Actions to take:
(1) Translate this sentence from the dialogue transcript into Spanish: "I hope you’ll give me an honest answer."
(2) In the dialogue transcript, what does Claire say she has for the other person?
(3) Pick up the dialogue transcript after its final line, "Not that close.", and carry the conversation forward.

──────── Supplied passage

Well, she’s an incredible boss.

Yeah? She gives me lots of breaks, just like this one. So sweet. CLAIRE: I have an important question for you. I hope you’ll give me an honest answer. Of course. Is there a chance that… [scoffs] …you’re urging Summer to reconnect with Kyle? Are you sure you wanna be seen with me since we don’t actually know each other? According to you. Now you’re making yourself a bigger problem than you are. Hmm. Being alone with me was off-limits until you wanted to convince me to work on Damian. Which you did, and I was very grateful. And now you’re going back to the West Coast. And… you’ll miss me? Okay. Let me make myself clear. I am with a handsome, successful, brilliant man who treats me with respect, so if you’re thinking about me, I don’t need to know. Keep it to yourself. I met as someone who used to be a close friend. Back in the day.

Not that close.

────────────────
──────── Supplied information

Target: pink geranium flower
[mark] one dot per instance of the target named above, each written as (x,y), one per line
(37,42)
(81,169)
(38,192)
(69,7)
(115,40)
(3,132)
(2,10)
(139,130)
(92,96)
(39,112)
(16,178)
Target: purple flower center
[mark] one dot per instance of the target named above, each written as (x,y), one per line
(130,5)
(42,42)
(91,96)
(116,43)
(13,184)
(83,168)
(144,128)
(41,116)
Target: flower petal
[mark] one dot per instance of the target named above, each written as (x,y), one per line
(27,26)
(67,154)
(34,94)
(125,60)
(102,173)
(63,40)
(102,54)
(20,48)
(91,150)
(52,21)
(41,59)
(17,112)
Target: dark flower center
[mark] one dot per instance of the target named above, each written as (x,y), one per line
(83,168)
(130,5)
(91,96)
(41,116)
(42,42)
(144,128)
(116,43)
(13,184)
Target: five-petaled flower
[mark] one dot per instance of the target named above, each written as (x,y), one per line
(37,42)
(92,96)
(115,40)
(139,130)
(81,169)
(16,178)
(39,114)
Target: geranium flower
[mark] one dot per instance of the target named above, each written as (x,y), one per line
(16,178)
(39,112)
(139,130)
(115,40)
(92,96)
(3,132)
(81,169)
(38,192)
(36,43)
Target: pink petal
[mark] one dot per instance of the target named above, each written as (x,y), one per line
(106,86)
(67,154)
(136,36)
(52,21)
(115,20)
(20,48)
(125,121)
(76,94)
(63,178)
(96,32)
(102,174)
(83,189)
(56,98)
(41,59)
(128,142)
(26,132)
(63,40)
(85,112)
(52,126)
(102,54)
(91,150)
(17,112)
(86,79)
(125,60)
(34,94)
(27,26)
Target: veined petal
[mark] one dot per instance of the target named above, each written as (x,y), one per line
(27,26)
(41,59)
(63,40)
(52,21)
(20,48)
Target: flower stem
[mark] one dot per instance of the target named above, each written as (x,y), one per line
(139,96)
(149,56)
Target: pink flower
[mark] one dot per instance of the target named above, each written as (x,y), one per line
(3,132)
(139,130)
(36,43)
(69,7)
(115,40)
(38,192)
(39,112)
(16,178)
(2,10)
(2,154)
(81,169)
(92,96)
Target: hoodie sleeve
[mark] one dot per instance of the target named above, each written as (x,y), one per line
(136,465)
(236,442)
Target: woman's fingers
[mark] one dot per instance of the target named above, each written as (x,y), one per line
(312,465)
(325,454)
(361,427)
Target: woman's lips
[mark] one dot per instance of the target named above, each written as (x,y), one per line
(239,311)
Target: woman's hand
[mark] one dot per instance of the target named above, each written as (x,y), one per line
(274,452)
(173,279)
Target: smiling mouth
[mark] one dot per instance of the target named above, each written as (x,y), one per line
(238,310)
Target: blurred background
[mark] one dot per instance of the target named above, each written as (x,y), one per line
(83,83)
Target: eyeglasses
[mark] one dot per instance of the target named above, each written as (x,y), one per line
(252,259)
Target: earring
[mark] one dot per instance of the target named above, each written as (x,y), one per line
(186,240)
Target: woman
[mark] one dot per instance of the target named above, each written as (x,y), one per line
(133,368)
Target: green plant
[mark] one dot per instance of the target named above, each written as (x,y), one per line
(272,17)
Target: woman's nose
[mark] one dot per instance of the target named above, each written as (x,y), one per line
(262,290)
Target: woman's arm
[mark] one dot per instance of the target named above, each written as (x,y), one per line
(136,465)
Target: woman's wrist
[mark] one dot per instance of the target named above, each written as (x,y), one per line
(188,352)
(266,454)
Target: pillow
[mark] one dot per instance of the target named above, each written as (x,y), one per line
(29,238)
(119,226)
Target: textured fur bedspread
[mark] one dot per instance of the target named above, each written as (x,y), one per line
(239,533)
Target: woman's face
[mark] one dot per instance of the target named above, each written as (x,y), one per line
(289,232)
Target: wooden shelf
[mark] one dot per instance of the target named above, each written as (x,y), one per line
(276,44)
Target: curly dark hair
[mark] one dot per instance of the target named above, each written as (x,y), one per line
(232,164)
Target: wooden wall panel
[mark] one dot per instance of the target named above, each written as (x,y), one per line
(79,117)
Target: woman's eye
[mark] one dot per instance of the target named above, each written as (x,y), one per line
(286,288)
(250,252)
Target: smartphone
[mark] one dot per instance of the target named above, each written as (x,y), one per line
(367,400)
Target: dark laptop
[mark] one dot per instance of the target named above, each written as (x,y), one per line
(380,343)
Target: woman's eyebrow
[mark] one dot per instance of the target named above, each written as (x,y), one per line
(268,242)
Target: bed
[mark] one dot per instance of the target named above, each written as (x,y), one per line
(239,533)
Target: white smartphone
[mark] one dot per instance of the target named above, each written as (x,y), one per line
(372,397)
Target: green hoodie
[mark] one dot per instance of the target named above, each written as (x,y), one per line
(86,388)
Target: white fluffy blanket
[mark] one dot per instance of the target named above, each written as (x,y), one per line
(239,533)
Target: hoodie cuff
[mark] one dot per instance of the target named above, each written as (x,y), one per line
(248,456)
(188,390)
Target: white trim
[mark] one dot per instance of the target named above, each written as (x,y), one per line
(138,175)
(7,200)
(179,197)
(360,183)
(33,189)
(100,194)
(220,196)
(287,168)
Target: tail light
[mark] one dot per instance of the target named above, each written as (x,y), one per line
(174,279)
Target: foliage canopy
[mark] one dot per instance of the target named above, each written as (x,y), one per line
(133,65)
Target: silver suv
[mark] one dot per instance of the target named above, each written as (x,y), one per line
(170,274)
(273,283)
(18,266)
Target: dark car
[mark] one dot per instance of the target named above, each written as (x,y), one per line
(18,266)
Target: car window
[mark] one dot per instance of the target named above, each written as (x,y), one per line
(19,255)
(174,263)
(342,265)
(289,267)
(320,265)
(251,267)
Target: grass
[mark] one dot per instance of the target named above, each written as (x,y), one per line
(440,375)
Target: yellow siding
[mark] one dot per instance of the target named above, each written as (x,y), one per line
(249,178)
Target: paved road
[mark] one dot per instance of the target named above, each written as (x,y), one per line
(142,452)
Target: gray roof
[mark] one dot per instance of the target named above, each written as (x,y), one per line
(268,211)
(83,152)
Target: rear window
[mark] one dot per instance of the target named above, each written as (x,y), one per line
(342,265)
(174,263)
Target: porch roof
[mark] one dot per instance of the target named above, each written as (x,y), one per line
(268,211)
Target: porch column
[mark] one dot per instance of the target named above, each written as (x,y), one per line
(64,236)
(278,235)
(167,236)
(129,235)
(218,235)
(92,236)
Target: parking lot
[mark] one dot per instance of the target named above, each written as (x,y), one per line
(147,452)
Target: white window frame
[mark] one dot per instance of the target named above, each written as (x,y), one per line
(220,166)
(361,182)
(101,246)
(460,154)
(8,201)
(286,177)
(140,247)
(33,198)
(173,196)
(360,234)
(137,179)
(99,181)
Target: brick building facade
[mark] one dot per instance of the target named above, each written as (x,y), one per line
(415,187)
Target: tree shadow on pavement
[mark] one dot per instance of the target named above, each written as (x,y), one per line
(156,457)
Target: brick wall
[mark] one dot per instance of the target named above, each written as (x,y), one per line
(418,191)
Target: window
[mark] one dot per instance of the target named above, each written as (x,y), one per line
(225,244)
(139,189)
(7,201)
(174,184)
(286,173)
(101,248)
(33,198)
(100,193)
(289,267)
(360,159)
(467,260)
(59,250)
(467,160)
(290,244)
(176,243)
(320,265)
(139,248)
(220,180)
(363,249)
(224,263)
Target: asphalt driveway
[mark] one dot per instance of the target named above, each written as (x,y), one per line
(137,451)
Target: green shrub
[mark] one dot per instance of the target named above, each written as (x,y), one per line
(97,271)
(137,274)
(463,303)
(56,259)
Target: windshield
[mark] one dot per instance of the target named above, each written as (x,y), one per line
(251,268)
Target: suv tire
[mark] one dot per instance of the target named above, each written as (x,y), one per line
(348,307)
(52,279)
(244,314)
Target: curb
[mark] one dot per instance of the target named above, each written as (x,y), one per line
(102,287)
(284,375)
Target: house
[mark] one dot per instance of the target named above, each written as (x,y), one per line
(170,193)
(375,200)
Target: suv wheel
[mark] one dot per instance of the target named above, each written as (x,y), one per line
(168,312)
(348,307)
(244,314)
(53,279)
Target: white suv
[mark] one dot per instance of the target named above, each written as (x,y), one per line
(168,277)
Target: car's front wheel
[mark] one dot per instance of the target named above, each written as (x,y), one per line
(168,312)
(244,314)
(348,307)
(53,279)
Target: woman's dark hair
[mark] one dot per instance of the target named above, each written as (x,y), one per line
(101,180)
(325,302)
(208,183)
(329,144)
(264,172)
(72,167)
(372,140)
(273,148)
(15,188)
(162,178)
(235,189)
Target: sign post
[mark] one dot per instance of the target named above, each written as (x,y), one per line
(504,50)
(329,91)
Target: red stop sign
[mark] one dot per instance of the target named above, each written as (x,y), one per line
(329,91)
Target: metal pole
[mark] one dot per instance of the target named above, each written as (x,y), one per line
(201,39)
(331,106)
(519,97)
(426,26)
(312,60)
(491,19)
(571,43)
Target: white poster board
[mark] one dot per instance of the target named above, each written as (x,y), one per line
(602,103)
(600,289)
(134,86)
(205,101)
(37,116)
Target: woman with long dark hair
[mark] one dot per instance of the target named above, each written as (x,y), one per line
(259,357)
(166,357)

────────────────

Task results:
(1) Espero que me des una respuesta honesta.

(2) An important question.

(3)
Mmm. Speak for yourself. Then you were gone, just like that. And I forgot about you. Mmm. Clearly. Then Nate reaches out to Damian, and now you and I are here having this conversation. That’s wild, don’t you think? Okay, don’t get it mixed up. A coincidence isn’t kismet. Why do you have this wall up with me? Me. I don’t want anything from you, Audra. Good, because you’re not getting anything. Damn, can’t we just be friends? You know how to do that. We could count on each other back in LA I can’t force you to be my friend again. There’s no point in that. I’m just saying, Damian is gonna be spending some time here, as far as I can tell. Really? He’ll do that for Amy? Which means I’ll be here too. So he’ll be off doing his thing, and I will be sitting in this place, working from my phone all day long. Unless I have a friend I can call and hang out with. Is that too much to ask? [Audra sighs] How does that even work? How do you look at your dying mother and think, “No, I can’t forgive her”? That’s– that’s not what I meant. Then please, explain it to me. Look, when I lost my father, I lost my mother, too. It may have felt that way, but she is still here. No, no, no. She lied to both of us, to me and my dad. And it didn’t have to be that way. I’m sure it was a confusing time. Really? And what about every day after? Every birthday I had, when my father would tell me how nervous and excited he was the day I was born. Every Father’s Day card I made him, when my mother was just sitting on the truth all that time. I hear you. But when was she supposed to tell you?

[Damian sighs]

When you were just a kid? After Jackson died and you blamed her for everything? How would you have handled it? I don’t know. And I never got the chance to find out. How does a child wrap his head around that?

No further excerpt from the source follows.